> Source document:
====
# BSNL Excel Prepaid...



## naveenchandran (Aug 14, 2005)

I Have planned to take up a BSNL Excel Prepaid connection next week....
I would like to know what documents are needed to apply for the connection..

If I apply for it now how long will it take to get.. (the SIM)..


----------



## drgrudge (Aug 14, 2005)

They ask a hell lot of things.. you need to go and visit them 2-3 times (b4 a year ago). Now I think it's little easier. 

Your identity thats it and a proof that you are more than 18 years of age.


----------



## dreams (Aug 15, 2005)

U need ur Address proof xerox and original.. identity proof with ur photo original and xerox and the application form for the SIM.

Once u get the app form they wil ask u to come on a specific day.. go on tht day with the appl form duly filled and the xerox and orig docs.. and then 200 Rupees and after spendin half a day u can get the SIM..


----------



## anomit (Aug 15, 2005)

LOL....... I got the SIM after 9 months and a zillion of visits to the office. It works that way. Anything goes attitude.


----------



## naveenchandran (Aug 16, 2005)

I have applied for it. 
They gave me a Waiting List no. Slip....

Don't know how long it will take...


----------



## linardni (Aug 20, 2005)

Never apply for Excel. u will be mad with the "faltu" quality service.


----------



## QwertyManiac (Aug 20, 2005)

Well, tis good for cheap rates and cheap service


----------



## cyrux (Aug 21, 2005)

applying for a prepaid connection?? sounds wierd


----------



## Netjunkie (Aug 21, 2005)

cyrux said:
			
		

> applying for a prepaid connection?? sounds wierd



Why?
====
> Requirements: Retype part of the thread on getting a BSNL Excel Prepaid connection word for word, starting at the words "Once u get the" and stopping after "get the SIM..". You can leave the records aside.
====
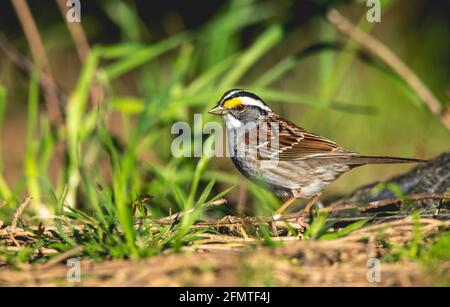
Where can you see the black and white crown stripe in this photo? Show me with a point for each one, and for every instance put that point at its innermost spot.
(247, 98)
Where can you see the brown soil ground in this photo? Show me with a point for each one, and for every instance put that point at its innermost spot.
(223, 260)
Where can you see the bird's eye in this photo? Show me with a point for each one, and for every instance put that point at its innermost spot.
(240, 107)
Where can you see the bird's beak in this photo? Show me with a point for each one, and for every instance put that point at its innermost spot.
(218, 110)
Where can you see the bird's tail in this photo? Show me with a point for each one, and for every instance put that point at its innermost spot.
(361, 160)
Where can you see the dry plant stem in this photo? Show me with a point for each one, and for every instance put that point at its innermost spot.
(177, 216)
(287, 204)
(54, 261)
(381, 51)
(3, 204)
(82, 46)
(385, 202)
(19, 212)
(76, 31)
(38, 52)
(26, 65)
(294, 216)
====
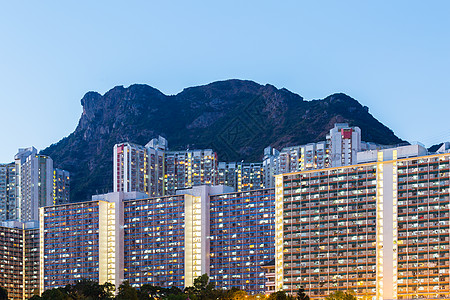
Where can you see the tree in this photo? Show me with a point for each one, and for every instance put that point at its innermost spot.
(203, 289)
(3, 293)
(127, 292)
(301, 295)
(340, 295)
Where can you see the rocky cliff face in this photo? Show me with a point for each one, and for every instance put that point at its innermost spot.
====
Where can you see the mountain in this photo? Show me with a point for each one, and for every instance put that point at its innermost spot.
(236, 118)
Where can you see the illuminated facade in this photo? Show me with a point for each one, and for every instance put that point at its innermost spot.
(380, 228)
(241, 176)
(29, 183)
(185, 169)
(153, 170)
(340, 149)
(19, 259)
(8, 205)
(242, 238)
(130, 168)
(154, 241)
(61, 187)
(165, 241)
====
> Complete output:
Once u get the app form they wil ask u to come on a specific day.. go on tht day with the appl form duly filled and the xerox and orig docs.. and then 200 Rupees and after spendin half a day u can get the SIM..